AIM OF THE EXERCISE:
Set out every line of the records below as a Markdown table with the columns "Row" and "Text", numbering each row and skipping blank lines. Keep the pictures out of the table.

SUPPLIED MATERIAL:
= = =

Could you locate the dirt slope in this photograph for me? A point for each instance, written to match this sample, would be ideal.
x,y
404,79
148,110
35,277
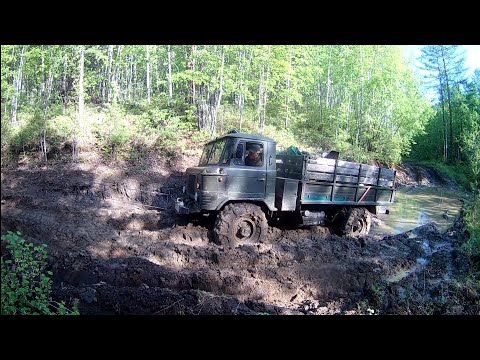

= = =

EXERCISE SOLUTION:
| Row | Text |
|---|---|
| 1 | Could you locate the dirt slope in this photograph for me? A point for each instance, written to match this sample, would be ideal. |
| 2 | x,y |
| 3 | 404,79 |
| 4 | 148,110 |
| 5 | 35,277 |